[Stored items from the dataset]
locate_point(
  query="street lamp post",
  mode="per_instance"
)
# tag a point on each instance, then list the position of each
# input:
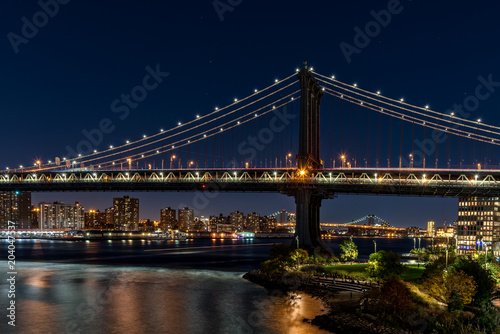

YOUR GOAL: Set down every one of the lines above verbatim, leaving the picture out of your answer.

CORRECT RESULT:
locate_point(
  query="street lamp post",
  mode="per_instance"
)
# tag a point on each instance, then list the position of each
# input:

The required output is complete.